TASK PROMPT.
Where a line of the records contains the word "below", show that line.

Dataset entries:
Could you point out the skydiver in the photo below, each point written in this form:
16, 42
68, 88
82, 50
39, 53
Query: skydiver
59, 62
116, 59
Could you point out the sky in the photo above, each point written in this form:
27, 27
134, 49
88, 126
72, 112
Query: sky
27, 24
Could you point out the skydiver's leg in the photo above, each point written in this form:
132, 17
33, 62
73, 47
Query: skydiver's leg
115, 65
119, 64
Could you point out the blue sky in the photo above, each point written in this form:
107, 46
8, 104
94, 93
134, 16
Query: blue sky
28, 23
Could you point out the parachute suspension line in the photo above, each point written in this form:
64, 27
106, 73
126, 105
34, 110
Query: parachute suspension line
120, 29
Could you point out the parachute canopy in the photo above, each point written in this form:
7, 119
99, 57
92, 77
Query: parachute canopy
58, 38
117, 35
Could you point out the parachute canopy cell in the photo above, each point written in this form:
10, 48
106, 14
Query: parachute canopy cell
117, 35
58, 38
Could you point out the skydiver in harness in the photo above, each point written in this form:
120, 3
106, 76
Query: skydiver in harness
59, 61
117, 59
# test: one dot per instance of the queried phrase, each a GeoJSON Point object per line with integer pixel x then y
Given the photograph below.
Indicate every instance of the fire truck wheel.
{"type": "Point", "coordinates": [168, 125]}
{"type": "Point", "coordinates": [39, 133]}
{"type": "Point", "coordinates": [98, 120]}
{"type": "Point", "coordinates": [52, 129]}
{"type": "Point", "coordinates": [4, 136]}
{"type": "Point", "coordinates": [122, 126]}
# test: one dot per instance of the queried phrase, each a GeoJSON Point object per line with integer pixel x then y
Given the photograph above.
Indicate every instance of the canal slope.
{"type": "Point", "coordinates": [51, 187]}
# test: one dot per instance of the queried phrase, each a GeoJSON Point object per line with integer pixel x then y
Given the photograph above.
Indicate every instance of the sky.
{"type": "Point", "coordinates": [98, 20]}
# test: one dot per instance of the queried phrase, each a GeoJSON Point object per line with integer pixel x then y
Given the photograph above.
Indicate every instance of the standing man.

RESPONSE TO THE TASK.
Could you point out the skydiver in the photo below, each point written in this form:
Given the photograph below.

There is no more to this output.